# OBJECTIVE
Reproduce every line of the following material in full, shifting each answer coordinate by -36 and leaving every other number unchanged.

# RECORDS SUPPLIED
◆ ◆ ◆ ◆ ◆ ◆ ◆
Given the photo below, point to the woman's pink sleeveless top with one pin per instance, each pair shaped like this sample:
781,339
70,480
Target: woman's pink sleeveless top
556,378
◆ ◆ ◆ ◆ ◆ ◆ ◆
# REPLY
Given the photo below, point to the woman's pink sleeveless top with one pin per instance, each pair shaped like this sample:
781,339
70,480
Target: woman's pink sleeveless top
520,342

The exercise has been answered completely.